The partial collapse occurred around 1:15 a.m. on June 24 at the Champlain Towers South condominium in the small, beachside town of Surfside, about 6 miles north of Miami Beach. Approximately 55 of the oceanfront complex’s 136 units were destroyed, according to Miami-Dade Fire Rescue Assistant Chief Raide Jadallah. Since then, hundreds of first responders have been carefully combing through the debris in hopes of finding survivors.

Two more bodies were pulled from the rubble overnight, Miami-Dade County Mayor Daniella Levine Cava said in a press briefing Saturday morning, as the rescue effort entered its 10th day.

No further victims were found Saturday, and search and rescue efforts were halted at 4 p.m. due to preparations for the demolition, Levine Cava said during a press briefing Saturday evening.

Preparation work for demolishing the remaining structure, such as drilling into columns, presents a threat to the standing building, she said. The search crews have temporarily left the area as a precaution.

Search and rescue will resume once the demolition team has cleared the site, according to the mayor. She did not have a definite timeline for the demolition, though said she was “hopeful” it could happen before Tropical Storm Elsa approaches.

“We are proceeding as quickly as we possibly can,” she said.

Levine Cava said that the contract has been signed for the demolition of the building and Gov. Ron DeSantis said the state will pay for the costs of the demolition and it will “minimally” affect rescue efforts. It comes after the mayor signed an emergency order authorizing the demolition of the rest of the condominium “in the interest of public health and safety” on Friday.

“The building is too unsafe to let people in,” DeSantis said. “This will protect our search and rescue teams because we don’t know when it will fall over.”

Surfside Mayor Charles Burkett said that the remainder of the building could be coming down “as early as tomorrow.” Experts continue on the scene to evaluate how the building will be brought down.

* * *

- _Required work_
Please carry on with the Surfside condominium collapse report, starting after its last sentence. The listing that comes next has nothing to do with the Surfside condominium collapse report.

* * *

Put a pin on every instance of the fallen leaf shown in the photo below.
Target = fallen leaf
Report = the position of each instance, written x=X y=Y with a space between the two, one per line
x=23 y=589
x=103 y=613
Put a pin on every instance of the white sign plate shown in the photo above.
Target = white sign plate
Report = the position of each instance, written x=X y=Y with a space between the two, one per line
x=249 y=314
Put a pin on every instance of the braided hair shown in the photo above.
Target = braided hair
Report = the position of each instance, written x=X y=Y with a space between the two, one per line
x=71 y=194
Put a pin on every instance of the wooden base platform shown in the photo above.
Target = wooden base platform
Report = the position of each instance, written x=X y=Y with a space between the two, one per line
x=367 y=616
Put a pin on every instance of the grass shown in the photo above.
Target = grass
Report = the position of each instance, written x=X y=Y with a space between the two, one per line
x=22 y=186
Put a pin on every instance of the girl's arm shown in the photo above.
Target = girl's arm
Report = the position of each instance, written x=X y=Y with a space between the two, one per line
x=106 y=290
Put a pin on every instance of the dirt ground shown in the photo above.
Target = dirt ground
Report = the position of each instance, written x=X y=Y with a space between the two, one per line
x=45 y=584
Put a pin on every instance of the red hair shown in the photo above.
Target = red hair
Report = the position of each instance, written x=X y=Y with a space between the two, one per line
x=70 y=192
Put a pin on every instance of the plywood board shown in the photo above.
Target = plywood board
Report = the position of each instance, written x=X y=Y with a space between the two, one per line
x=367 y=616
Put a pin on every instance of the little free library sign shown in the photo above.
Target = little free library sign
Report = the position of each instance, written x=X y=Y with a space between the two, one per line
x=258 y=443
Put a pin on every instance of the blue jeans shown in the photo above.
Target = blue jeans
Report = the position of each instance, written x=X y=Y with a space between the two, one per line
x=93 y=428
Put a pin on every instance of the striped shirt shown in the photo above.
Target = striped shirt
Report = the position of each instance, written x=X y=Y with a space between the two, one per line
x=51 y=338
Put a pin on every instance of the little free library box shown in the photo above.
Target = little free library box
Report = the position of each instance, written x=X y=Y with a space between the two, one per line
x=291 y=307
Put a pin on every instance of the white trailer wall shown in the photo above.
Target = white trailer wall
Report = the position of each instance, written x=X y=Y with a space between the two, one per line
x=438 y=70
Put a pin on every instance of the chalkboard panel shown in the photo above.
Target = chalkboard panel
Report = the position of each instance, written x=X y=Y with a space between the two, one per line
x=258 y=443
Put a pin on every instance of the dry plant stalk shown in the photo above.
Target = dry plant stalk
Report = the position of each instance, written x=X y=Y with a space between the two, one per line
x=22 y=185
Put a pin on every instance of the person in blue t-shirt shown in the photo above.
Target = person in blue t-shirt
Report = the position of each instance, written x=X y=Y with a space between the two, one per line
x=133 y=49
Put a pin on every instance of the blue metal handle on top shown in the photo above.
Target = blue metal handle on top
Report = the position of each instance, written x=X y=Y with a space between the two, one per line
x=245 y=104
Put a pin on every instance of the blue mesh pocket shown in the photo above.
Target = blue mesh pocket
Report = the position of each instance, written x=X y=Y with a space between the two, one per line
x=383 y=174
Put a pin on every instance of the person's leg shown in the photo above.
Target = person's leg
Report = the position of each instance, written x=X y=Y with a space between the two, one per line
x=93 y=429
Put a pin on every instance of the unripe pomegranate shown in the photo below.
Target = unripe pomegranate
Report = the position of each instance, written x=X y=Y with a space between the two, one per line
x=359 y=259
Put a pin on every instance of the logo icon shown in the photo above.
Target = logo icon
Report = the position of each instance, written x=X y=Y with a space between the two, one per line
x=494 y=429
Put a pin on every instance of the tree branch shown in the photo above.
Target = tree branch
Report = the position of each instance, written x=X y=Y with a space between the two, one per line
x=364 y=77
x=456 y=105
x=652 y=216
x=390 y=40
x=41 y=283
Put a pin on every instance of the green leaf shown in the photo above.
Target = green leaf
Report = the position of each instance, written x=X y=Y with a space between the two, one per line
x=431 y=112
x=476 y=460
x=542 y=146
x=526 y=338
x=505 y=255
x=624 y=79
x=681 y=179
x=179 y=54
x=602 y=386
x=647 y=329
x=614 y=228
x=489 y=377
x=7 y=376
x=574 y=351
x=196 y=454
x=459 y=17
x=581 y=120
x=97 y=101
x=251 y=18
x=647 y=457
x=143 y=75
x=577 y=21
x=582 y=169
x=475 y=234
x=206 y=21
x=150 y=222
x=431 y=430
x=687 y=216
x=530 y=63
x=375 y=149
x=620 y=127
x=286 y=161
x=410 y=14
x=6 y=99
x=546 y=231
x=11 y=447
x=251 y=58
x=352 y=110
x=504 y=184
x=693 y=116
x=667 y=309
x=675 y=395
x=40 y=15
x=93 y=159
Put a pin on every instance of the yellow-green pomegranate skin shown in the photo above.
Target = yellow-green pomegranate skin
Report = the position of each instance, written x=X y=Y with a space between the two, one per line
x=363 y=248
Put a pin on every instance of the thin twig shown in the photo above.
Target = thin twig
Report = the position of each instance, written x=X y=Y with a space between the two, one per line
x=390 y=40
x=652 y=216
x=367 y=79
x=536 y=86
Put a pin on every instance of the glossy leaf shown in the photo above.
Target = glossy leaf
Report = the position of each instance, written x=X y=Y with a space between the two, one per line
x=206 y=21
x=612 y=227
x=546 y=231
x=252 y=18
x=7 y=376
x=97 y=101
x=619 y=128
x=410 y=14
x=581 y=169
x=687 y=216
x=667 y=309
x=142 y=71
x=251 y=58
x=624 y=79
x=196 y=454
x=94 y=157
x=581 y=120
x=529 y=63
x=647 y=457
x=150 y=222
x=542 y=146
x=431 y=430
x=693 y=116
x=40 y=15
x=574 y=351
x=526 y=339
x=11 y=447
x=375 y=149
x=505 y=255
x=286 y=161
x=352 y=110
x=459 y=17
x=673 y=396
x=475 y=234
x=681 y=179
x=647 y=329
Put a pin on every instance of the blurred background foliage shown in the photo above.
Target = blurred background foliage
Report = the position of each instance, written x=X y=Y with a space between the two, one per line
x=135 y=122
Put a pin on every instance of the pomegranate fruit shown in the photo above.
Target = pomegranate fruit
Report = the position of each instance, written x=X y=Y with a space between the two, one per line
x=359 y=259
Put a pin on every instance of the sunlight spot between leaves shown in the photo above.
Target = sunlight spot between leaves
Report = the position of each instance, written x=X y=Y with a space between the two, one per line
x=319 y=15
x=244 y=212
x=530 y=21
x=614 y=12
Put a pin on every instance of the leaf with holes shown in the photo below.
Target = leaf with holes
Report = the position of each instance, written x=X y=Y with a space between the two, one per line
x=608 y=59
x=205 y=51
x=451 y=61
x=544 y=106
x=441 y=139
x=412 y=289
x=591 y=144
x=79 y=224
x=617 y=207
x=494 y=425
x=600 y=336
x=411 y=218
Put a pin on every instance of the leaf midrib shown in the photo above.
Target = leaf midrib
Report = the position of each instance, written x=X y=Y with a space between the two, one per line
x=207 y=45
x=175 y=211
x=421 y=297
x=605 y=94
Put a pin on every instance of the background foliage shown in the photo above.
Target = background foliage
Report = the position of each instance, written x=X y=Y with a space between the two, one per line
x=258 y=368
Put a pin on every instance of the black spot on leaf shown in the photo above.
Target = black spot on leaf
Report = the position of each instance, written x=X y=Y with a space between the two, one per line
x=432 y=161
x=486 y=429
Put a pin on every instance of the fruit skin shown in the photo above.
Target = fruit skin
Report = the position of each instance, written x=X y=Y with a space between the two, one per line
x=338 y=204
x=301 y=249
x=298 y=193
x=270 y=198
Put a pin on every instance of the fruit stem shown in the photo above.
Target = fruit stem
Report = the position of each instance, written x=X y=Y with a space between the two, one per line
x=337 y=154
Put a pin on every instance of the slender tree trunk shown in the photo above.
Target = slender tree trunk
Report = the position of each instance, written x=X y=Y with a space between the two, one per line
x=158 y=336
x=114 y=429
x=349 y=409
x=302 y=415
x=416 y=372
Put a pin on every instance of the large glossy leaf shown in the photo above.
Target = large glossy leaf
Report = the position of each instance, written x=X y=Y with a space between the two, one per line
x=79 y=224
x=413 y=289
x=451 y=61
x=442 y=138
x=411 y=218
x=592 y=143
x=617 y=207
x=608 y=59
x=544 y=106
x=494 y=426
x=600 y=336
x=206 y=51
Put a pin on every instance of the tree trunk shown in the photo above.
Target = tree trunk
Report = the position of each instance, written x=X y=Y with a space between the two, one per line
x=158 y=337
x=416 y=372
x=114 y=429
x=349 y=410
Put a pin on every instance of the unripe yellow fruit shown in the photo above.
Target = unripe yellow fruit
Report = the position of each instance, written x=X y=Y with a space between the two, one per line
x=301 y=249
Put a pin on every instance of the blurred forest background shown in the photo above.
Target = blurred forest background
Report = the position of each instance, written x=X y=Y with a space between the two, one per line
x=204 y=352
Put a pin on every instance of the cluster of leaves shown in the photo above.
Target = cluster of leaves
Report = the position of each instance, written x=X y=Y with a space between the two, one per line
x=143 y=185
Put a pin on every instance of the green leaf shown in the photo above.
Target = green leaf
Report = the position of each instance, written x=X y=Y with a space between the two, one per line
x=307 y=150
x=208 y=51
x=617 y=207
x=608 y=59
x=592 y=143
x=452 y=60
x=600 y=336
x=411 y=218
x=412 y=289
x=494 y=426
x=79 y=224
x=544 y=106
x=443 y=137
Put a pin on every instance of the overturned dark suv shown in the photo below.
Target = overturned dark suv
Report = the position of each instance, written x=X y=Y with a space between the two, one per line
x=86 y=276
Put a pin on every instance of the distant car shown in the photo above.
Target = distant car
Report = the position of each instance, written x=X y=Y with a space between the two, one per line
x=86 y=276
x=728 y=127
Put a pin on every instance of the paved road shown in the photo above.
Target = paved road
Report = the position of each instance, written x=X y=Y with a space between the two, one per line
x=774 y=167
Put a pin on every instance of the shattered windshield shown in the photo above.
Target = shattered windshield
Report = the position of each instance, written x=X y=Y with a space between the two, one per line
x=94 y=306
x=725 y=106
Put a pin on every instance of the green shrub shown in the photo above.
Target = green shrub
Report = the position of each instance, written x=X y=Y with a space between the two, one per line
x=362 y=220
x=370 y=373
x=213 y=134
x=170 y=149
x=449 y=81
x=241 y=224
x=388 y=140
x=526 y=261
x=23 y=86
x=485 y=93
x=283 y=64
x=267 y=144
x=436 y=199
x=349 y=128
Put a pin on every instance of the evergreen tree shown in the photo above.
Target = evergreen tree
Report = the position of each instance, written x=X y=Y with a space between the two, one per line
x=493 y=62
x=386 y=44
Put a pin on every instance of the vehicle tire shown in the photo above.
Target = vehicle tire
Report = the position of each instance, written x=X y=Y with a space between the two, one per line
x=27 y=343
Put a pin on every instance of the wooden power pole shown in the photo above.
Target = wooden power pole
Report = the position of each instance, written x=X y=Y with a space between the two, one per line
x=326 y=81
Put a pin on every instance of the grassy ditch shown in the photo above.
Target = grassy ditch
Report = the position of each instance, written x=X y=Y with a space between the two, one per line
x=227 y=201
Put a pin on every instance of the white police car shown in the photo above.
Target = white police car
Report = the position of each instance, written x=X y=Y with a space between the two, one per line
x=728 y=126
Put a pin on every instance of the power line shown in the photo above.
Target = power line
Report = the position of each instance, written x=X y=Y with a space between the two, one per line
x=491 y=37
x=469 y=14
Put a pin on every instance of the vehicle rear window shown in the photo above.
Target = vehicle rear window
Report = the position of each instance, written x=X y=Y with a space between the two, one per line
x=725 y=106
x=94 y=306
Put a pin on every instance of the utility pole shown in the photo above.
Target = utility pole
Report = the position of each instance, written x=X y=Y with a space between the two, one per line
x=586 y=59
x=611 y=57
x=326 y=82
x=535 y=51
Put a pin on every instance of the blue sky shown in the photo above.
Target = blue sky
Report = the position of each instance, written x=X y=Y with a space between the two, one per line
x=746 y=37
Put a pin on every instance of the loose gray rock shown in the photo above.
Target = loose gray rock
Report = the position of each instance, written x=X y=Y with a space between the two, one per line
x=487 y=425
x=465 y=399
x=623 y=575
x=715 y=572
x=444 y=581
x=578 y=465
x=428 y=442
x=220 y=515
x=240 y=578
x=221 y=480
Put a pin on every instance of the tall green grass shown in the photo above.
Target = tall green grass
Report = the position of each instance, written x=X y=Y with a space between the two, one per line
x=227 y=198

* * *

- _Output for this exercise_
Burkett noted that the push to take down the building faster than originally stated was because of Tropical Storm Elsa’s winds.

The demolition will occur via a “charge,” likely using explosives, not a wrecking ball or another method, Miami-Dade County Fire Chief Alan Cominsky said Saturday.

The fire rescue chief said that a tarp will cover the area that has been searched, noting that some areas of the wreckage has not yet been searched.

Officials also said six rescue workers from one task force have tested positive for COVID-19 and have since left the scene.
Preparations are now being made for Elsa, which weakened from a hurricane to a tropical storm in the morning and is expected to come near Southern Florida Monday into Tuesday.

On Saturday, DeSantis declared a state of emergency for several counties in anticipation of Tropical Storm Elsa. Heat, humidity, heavy rain, strong winds and lightning storms have also made the conditions difficult for rescuers, periodically forcing them to pause their round-the-clock efforts in recent days.

On Friday, two more bodies were found in the wreckage as crews search the area of the collapse, officials said.

It follows another two bodies found Thursday evening, including that of a 7-year-old girl who was the daughter of a Miami firefighter, according to Levine Cava. The firefighter was not part of the crew that discovered the girl’s body but he was notified, according to Cominsky.

“It goes without saying that every night since this last Wednesday has been immensely difficult,” Levine Cava said during a press briefing in Surfside on Friday morning. “But last night was uniquely different. It was truly different and more difficult for our first responders.”